• Travail demandé: Poursuivez le texte sur les leçons apprises en Malaisie, en reprenant après la dernière phrase présentée.

• Extrait cité:
5 Leçons apprises en Malaisie

Dernière mise à jour : 10 mai 2018



Vivre en Malaisie a été une période longue et compliquée. Il y a eu des hauts et des bas, des tonnes d’aventures, d'histoires extraordinaires. J'y ai appris beaucoup et découvert énormément sur moi-même. Ce fut un parcours sinueux et dont j'ai beaucoup appris. Voici 5 leçons, personnelles, que j'ai apprises en Malaisie.


1) L'être et le paraître


Çà m'a demandé du temps de comprendre que la personne que je pense être, la personne que je suis et la personne que les gens perçoivent, sont trois entités différentes.

Grandir en France, j'étais invisible. Trois de mes quatre grand-parents ne sont pas nés français, mais le sont devenus. Leurs enfants étaient français, parfaitement intégrés et donc je suis française. Et basta. Je n'avais jamais questionné mon identité et je connaissais mes origines.

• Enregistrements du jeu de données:
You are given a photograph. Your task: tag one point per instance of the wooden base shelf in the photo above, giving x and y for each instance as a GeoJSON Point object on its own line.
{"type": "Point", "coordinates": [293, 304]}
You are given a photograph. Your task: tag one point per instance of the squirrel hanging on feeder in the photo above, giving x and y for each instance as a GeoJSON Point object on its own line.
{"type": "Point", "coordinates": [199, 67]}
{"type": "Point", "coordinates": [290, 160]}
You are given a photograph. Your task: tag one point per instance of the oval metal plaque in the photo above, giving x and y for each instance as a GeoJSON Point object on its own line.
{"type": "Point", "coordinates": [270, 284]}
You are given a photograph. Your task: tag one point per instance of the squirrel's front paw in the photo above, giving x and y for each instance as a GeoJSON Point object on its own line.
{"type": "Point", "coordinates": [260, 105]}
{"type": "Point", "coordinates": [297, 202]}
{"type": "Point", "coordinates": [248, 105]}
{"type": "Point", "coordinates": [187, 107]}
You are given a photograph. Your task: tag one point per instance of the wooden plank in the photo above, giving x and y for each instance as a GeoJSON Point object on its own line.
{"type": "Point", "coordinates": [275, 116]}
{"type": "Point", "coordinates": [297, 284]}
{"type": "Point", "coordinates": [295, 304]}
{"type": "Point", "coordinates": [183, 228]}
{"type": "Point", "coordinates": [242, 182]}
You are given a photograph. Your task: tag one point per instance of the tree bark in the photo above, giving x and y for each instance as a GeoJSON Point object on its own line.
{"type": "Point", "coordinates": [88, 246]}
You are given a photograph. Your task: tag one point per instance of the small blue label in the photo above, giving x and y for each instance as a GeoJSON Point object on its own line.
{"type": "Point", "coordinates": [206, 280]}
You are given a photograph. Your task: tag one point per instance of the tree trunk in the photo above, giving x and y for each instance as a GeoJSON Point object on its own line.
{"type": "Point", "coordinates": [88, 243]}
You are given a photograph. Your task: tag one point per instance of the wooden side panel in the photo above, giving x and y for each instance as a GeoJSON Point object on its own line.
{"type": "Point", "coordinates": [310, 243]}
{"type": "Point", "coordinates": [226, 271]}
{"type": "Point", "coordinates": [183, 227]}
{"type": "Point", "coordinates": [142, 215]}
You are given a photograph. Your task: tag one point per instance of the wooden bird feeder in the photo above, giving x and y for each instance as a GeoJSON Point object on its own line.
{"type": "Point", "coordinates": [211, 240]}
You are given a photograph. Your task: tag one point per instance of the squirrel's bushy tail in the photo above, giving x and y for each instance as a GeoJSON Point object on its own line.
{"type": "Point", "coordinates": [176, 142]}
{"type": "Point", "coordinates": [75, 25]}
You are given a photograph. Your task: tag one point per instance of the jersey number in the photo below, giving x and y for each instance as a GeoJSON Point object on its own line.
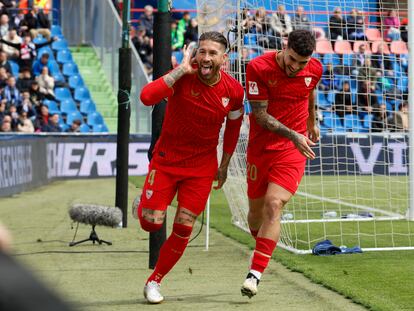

• Réponse au problème:
Choc 1 : Mon nom et prénom Breton donne l'impression aux autres français que je suis "vieille France". Je me suis retrouvée face à un employeur français (Breton de son nom de famille) des plus racistes, envers ma collègue (française !) mais, pas "aussi française que nous". C'est peut-être naïf à dire, mais je pense que je n'avais jamais entendu des discours aussi haineux proférés face à moi, c'était surréalistes. Parce que je devais comprendre. Et bien, non.


Choc 2 : J'ai subi une première tentative de vol à l'arrachée. Heureusement, je suis parvenue à garder mon téléphone. Mais il m'a fallu un peu de temps pour comprendre déjà, qu'on ne m'avait pas giflé, mais qu'on avait tenté de voler mon téléphone portable au milieu d'un appel. Ensuite, j'ai relativisé, je me suis rassurée en pensant que ce genre d'expérience désagréable peut arriver à n'importe qui. Dix jours plus tard, on m'a attaqué et volé mon sac. J'ai du me rendre à l'évidence quand mes proches Malaisiens m'ont indiqué que j'étais clairement ciblée. Une Blanche - Orang Putih - Massaleh, c'est une touriste ou une expat'. Elle a plein d'argent, elle se rachètera un portable. Encore une fois, non.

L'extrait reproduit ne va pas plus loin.